● **Required tasks**:
a - Reproduce word for word the passage of the article below about the Wiedners' front-yard wedding that opens with the words "There was supposed to be a" and closes with "a kiddie pool.".
b - Write the next part of the article below about the Wiedners' front-yard wedding, picking up right after its final sentence.
╭─ Source extract
There were supposed to be 35 of Jessica and Tim Wiedner’s closest friends and family at their wedding, not stuffed animals and American Girl dolls.
There was supposed to be a professional wedding cake with a customized topper, not a stack of toilet paper rolls with cupcakes on top.
There was supposed to be the blue waters of the Gulf of Mexico for a backdrop, not a kiddie pool.
Yes, the Wiedners were supposed to have a destination wedding, but when the coronavirus pandemic spoiled those plans, they settled for a quarantine one in their front yard instead.
On Friday, March 27, Jessica walked down the aisle (made out of a burlap sheet) where Tim was waiting, and the couple said ‘I do’ in the company of their kids and nextdoor neighbors.
“I thought, ‘This is a little crazy,’” Jessica said, “but it ended up being something that is honestly more memorable than what we were going to do.”
╰─
╭─ Extracted material
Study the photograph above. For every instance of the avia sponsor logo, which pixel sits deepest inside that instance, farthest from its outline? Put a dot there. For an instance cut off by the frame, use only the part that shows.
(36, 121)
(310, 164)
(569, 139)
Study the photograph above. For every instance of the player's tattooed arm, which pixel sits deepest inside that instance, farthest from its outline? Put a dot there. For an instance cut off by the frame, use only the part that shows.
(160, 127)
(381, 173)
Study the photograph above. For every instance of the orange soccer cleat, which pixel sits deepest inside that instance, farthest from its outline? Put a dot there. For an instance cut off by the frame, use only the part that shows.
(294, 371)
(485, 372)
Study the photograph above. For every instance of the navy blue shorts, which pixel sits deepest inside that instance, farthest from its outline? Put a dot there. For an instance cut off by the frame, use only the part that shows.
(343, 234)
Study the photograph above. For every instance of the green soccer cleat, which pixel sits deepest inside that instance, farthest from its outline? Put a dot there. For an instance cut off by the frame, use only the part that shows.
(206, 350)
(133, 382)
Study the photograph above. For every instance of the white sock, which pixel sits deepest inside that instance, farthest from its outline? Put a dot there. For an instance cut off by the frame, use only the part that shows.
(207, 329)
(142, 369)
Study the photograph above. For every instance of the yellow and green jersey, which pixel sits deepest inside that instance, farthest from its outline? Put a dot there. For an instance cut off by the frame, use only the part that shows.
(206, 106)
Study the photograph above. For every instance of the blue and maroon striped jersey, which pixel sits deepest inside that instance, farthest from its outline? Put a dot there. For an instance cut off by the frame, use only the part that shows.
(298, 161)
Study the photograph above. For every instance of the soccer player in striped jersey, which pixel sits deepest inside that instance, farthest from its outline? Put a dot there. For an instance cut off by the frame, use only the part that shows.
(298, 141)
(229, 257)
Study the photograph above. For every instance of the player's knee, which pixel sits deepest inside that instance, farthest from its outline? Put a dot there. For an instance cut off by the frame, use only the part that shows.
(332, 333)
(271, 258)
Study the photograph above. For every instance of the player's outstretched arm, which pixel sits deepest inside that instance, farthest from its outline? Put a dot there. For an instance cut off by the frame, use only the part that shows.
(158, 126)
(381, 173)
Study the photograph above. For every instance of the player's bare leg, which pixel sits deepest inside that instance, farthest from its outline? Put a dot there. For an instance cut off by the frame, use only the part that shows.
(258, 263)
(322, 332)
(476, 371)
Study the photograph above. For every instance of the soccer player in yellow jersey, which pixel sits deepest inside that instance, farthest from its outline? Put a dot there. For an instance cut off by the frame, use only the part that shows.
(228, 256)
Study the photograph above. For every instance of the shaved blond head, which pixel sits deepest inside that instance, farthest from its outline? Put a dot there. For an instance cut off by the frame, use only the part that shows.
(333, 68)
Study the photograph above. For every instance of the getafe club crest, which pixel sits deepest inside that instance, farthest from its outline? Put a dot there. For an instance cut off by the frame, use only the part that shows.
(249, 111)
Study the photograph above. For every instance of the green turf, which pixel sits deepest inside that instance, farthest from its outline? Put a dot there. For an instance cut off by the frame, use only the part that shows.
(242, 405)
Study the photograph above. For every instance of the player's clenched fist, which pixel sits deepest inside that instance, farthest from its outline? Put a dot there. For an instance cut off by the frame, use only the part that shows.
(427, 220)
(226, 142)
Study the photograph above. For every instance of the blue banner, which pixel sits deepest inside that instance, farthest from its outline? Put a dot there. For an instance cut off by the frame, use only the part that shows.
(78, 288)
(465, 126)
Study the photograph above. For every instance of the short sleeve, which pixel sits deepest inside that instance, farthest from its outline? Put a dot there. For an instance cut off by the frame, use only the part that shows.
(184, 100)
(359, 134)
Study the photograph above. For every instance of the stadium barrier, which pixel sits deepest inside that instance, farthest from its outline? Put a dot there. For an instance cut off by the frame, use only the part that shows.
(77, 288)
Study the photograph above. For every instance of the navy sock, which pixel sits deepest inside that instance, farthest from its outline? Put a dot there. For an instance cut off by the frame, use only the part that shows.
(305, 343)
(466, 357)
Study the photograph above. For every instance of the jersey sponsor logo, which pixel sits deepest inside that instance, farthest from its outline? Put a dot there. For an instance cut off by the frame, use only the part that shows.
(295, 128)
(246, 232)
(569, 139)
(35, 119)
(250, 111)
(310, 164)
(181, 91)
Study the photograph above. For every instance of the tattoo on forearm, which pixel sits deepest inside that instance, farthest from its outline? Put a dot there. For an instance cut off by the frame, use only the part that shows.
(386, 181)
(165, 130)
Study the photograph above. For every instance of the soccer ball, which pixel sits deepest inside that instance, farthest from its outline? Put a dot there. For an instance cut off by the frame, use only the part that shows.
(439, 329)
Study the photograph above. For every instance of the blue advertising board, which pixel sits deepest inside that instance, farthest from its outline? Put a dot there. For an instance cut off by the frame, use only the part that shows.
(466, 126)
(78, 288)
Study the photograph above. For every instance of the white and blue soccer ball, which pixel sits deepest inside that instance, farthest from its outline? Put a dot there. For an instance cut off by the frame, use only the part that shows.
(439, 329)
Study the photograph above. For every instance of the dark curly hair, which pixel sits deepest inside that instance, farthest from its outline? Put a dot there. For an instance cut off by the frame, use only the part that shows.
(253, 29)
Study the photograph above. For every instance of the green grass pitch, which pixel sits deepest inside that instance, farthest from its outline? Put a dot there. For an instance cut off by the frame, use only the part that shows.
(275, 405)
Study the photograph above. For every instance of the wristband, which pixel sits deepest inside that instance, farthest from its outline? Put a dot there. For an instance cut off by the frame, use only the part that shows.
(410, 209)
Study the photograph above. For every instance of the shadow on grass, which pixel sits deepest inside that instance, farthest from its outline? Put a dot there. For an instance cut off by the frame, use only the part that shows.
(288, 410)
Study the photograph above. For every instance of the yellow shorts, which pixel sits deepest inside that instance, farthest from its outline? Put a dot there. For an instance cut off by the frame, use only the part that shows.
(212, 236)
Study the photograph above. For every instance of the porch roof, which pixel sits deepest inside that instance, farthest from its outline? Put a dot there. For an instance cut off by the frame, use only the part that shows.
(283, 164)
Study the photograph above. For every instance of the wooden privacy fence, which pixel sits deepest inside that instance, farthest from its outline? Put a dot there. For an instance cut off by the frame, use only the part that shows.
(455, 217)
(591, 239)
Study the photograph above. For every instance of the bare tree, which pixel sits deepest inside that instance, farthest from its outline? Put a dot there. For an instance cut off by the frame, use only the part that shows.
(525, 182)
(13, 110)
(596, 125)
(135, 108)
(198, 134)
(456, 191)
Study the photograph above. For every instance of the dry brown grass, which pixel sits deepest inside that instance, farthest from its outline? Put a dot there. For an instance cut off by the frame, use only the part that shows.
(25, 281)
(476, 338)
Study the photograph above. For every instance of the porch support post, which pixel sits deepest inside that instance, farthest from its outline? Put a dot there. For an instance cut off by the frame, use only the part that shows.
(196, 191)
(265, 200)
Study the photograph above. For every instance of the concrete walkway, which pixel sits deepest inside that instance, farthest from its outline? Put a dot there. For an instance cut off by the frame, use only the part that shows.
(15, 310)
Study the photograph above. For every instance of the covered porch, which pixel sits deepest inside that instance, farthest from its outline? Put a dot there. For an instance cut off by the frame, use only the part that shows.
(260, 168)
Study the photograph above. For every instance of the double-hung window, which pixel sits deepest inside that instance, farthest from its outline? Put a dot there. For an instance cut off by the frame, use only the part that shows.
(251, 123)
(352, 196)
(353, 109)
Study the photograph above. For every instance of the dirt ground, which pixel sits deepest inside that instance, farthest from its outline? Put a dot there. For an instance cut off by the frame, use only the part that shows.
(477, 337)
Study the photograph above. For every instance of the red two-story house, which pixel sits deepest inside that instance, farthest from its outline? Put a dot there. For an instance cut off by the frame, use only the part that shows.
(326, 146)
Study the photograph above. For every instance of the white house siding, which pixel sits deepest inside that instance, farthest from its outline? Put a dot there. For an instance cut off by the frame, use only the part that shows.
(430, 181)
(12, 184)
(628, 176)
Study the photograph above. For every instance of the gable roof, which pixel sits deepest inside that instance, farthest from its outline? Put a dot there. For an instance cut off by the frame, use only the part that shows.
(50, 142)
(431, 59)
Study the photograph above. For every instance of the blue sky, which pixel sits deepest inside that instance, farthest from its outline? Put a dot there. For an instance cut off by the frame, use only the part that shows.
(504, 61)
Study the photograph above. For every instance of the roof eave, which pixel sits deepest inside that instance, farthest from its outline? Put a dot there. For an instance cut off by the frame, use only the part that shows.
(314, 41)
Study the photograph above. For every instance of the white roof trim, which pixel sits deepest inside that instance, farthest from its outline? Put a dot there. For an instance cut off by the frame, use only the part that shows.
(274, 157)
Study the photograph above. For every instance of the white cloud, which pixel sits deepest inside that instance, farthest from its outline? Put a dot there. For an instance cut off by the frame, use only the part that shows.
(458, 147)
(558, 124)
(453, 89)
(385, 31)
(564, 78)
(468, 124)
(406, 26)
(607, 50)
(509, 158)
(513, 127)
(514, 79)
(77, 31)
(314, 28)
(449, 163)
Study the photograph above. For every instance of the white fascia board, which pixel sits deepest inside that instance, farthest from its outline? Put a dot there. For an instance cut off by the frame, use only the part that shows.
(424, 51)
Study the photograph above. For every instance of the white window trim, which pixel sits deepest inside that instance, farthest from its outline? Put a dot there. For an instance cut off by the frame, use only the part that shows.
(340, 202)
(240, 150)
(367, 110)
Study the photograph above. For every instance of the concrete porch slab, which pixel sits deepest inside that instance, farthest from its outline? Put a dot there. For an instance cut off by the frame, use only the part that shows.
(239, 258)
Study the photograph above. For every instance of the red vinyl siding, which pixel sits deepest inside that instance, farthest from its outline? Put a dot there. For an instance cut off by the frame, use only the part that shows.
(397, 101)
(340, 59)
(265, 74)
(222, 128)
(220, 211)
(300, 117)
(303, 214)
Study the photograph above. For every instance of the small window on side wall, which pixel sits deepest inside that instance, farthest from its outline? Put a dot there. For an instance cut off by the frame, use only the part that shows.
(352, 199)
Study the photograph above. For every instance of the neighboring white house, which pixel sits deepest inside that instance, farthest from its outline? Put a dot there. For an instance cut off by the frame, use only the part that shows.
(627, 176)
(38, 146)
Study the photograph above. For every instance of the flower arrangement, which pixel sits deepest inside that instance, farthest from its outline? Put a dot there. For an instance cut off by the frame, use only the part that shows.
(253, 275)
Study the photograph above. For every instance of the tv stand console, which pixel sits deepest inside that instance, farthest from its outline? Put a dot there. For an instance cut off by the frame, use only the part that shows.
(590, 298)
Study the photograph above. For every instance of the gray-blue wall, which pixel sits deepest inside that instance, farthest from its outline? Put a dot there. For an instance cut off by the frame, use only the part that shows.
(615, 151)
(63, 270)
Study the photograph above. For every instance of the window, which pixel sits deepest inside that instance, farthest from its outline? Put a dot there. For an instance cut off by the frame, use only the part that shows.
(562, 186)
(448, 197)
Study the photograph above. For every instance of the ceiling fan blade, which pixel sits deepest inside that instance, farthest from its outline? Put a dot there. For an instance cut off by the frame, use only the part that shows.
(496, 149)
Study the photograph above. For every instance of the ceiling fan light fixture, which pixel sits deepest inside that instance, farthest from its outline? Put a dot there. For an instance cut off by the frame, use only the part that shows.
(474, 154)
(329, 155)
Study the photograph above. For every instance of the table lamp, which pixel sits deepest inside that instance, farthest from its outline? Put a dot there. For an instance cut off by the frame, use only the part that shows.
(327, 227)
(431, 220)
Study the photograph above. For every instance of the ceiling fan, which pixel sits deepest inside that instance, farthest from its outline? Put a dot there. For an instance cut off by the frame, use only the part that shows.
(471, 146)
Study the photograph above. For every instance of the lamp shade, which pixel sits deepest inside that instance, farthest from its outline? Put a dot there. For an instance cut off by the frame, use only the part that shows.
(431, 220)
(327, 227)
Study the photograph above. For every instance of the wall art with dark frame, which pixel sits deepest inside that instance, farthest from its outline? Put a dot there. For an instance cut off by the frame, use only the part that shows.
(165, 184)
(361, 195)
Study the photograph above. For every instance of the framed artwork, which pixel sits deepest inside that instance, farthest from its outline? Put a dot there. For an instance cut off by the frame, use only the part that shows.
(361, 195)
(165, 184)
╰─
● **Results for the exercise**:
a -
There was supposed to be a professional wedding cake with a customized topper, not a stack of toilet paper rolls with cupcakes on top.
There was supposed to be the blue waters of the Gulf of Mexico for a backdrop, not a kiddie pool.

b -
What they had planned was to make things official in Destin, Florida, on April 5. The couple had been planning the event since Tim proposed this past November.
They met just two months before that, through the dating app Bumble. Both were single parents raising kids on their own. On their first date, Tim took them to the wrong restaurant in Gainesville but insisted he was right.
“I kept saying, ‘That’s not the right restaurant,’” Jessica remembers. “He was like, ‘Yes it is.’ And it definitely was not.”
They ended up going to Downtown Drafts, a craft beer and wine “cafe” -- where Tim proposed a few months later.
“I knew from the first date that I was going to marry Tim,” Jessica said. “It really was love at first sight, as cheesy as that sounds.”
Their wedding ceremony was supposed to be an intimate gathering on the beach, and everything was planned with April 5 in mind. They booked a venue and vendors. Guests booked hotels and Airbnbs. Jessica got Tim’s wedding band engraved with the date on it. Their kids would be on spring break, so they planned to spend the whole week in Destin.
Around March 16, Jessica and Tim’s wedding plans appeared shaky. Florida Gov. Ron DeSantis had already declared a state of emergency on March 1. Then, on March 17, he ordered all bars and nightclubs to be closed and extended school closures.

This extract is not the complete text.